* Tarefa A *
Segundo o excerto sobre a resposta à cólera, em que zonas foram realizadas as campanhas de vacinação oral contra a doença?
* Tarefa B *
Enumere todas as medidas descritas no excerto sobre a resposta à cólera desde "Foram instalados" até ao final.
* Tarefa C *
Prossiga o excerto sobre a resposta à cólera a partir da última frase apresentada.

* Excerto para leitura *
****************************************

A resposta está numa liderança, coordenação e resposta baseada em evidências. Foram criados grupos multissectoriais de resposta, com a participação de várias instituições do Estado e de parceiros, tendo as decisões sido tomadas com base em dados concretos: mapas de risco actualizados diariamente, análises epidemiológicas e laboratoriais em tempo real, bem como boletins informativos diários e semanais que orientaram as acções no terreno.
Os Centros de Tratamento de Cólera e as Unidades Comunitárias foram activados e reforçados. Os profissionais de saúde receberam formação com base em protocolos actualizados. Além disso, e talvez mais importante, a vigilância epidemiológica foi intensificada em todas as províncias prioritárias.
No entanto, será que apenas a resposta clínica é suficiente? A resposta é não. A comunicação com as comunidades foi essencial. Foram instalados Pontos Comunitários de Reidratação Oral, produzidos materiais educativos e divulgada informação regular nos meios de comunicação social. Também foram mobilizados líderes locais, incluindo líderes religiosos, para promover comportamentos de prevenção. Foram realizadas campanhas de vacinação oral contra a cólera em zonas críticas.

****************************************

* Dados *
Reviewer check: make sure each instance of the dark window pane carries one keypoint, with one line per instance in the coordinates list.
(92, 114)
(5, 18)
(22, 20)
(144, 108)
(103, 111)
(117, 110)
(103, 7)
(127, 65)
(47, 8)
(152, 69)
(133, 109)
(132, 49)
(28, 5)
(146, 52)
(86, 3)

****************************************

* Resposta A *
Em zonas críticas.

* Resposta B *
- Instalação de Pontos Comunitários de Reidratação Oral
- Produção de materiais educativos
- Divulgação de informação regular nos meios de comunicação social
- Mobilização de líderes locais, incluindo líderes religiosos, para promover comportamentos de prevenção
- Realização de campanhas de vacinação oral contra a cólera em zonas críticas

* Resposta C *
Além disso, foram implementadas medidas estruturais para enfrentar as causas profundas da transmissão da cólera. O acesso à água potável foi ampliado com a instalação de novos pontos de abastecimento seguro, sobretudo em zonas periurbanas e rurais. Foram construídas latrinas comunitárias e foram promovidas acções intensivas de educação sanitária para reduzir a prática de defecação ao ar livre. Foram lançadas campanhas de higiene das mãos em escolas, mercados e centros de saúde, reforçando a importância de práticas simples, mas eficazes, na prevenção da doença.
Apesar dos avanços, os desafios persistem. Como garantir o acesso à água potável em zonas remotas? Como superar a resistência de algumas comunidades às medidas de prevenção? Como se pode manter a vigilância activa em áreas de difícil acesso?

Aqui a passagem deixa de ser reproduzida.